How many lines in the records below contain the string "brick"? Case counts, so match capital and lowercase letters exactly. Give only the number.
--- PROVIDED DATA ---
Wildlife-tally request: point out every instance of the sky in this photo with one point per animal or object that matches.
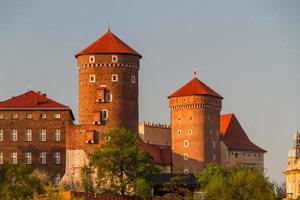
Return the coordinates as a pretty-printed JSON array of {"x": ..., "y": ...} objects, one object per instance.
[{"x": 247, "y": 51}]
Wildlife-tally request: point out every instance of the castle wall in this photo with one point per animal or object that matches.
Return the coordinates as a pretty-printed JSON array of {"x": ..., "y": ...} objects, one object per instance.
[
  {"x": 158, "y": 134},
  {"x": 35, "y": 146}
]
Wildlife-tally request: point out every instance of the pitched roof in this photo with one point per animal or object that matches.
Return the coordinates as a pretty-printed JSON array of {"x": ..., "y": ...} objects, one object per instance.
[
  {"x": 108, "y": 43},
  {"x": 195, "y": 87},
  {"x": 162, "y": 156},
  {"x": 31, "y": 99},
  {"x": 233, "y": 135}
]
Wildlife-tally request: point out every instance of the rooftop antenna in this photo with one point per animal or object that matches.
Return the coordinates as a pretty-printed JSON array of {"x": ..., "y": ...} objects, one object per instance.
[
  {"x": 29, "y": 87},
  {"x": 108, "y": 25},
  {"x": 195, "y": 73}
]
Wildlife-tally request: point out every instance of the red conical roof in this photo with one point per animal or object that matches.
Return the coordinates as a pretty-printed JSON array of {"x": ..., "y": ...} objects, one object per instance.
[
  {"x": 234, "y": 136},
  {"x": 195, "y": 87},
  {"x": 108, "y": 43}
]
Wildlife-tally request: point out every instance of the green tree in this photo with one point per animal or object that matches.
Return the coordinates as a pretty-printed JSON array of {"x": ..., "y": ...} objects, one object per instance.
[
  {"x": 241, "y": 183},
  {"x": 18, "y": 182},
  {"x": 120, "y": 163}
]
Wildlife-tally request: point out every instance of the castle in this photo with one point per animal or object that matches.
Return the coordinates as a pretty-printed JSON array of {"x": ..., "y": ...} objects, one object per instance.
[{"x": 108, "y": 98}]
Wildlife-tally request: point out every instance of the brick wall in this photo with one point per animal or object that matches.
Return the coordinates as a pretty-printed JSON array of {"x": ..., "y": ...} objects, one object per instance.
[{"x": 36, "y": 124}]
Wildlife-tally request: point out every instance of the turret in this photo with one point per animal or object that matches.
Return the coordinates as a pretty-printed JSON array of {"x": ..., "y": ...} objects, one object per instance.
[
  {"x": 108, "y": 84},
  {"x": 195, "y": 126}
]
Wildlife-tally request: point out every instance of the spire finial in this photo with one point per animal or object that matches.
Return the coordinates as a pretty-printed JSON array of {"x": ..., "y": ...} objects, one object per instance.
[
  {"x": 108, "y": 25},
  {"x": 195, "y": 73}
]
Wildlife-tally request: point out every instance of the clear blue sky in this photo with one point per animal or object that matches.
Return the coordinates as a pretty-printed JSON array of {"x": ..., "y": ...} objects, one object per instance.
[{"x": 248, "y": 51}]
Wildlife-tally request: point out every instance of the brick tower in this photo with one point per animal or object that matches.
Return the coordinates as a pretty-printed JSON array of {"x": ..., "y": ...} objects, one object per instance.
---
--- PROVIDED DATA ---
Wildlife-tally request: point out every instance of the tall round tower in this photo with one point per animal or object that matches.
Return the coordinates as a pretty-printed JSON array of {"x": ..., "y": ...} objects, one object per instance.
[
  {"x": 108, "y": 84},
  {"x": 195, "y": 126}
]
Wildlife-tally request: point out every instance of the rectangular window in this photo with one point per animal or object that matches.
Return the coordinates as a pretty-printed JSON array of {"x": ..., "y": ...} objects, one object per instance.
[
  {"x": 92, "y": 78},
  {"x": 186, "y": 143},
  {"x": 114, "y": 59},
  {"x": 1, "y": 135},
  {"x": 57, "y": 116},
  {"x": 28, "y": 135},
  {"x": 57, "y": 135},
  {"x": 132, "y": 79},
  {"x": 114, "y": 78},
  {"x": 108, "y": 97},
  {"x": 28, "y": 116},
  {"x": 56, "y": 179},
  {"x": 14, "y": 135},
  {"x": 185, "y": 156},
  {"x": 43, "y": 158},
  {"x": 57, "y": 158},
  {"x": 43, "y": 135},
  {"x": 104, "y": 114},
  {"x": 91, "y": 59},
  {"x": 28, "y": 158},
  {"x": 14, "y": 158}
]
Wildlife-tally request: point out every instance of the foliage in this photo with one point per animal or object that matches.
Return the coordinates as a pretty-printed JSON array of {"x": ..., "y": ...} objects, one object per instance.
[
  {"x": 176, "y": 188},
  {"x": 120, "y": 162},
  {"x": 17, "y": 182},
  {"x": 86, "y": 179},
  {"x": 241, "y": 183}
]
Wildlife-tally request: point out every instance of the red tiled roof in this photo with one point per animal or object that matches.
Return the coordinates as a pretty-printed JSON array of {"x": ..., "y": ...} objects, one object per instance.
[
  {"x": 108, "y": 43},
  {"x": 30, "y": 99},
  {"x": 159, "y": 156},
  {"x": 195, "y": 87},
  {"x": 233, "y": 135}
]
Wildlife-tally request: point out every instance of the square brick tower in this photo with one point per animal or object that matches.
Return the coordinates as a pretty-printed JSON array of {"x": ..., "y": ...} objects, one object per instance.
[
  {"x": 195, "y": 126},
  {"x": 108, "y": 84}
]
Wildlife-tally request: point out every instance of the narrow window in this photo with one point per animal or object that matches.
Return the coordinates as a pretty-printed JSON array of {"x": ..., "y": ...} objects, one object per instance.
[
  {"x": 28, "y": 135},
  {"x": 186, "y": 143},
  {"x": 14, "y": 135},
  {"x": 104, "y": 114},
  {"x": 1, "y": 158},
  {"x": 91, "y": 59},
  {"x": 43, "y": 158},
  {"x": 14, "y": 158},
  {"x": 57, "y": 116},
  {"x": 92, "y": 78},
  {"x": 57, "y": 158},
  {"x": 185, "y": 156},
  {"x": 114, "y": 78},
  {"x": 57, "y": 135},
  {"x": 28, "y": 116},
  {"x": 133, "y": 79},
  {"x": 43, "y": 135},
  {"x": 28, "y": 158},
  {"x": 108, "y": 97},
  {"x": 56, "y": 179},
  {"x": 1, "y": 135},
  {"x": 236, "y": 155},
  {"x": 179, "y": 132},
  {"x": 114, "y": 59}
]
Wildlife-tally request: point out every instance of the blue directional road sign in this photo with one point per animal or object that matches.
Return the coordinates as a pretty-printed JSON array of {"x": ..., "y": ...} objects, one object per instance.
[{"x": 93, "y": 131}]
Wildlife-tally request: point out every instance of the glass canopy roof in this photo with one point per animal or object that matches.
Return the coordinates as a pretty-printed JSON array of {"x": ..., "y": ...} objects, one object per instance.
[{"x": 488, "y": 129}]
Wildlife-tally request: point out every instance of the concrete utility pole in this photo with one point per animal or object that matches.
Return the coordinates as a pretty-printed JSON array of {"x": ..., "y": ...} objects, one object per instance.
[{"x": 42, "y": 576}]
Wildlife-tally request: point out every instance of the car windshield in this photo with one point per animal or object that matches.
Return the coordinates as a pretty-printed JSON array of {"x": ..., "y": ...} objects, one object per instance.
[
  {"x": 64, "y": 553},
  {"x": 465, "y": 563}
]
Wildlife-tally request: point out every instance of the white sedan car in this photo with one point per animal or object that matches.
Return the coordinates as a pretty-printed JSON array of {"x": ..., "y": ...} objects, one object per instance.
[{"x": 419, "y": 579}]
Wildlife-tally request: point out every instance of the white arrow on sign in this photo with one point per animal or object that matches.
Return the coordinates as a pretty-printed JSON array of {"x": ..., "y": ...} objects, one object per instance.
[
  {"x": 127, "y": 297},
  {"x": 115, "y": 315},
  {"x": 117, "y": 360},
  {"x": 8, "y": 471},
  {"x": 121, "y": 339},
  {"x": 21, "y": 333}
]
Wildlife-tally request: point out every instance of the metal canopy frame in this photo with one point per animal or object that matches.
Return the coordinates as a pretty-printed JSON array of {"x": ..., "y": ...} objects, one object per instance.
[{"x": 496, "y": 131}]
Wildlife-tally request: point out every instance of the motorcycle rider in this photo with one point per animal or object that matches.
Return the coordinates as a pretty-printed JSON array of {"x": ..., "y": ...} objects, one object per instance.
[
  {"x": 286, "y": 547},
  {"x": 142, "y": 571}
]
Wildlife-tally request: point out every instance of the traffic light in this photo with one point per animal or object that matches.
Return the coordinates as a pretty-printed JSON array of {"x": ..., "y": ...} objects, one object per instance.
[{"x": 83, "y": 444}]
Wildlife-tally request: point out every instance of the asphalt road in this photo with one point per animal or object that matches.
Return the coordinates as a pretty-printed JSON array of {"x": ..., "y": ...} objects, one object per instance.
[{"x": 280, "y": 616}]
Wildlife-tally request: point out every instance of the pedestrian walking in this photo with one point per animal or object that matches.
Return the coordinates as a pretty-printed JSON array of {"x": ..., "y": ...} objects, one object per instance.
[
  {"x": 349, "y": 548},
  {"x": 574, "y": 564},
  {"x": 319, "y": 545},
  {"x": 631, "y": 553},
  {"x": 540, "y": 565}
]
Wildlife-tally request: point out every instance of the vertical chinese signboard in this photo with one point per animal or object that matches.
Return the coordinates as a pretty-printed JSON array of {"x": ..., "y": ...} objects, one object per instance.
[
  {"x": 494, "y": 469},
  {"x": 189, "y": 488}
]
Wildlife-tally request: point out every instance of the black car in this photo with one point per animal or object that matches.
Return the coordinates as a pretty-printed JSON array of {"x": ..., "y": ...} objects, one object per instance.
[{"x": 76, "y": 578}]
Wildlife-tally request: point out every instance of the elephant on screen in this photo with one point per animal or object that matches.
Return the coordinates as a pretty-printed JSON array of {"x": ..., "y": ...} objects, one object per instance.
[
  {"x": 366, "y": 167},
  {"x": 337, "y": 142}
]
---
OUTPUT OF THE EXERCISE: 3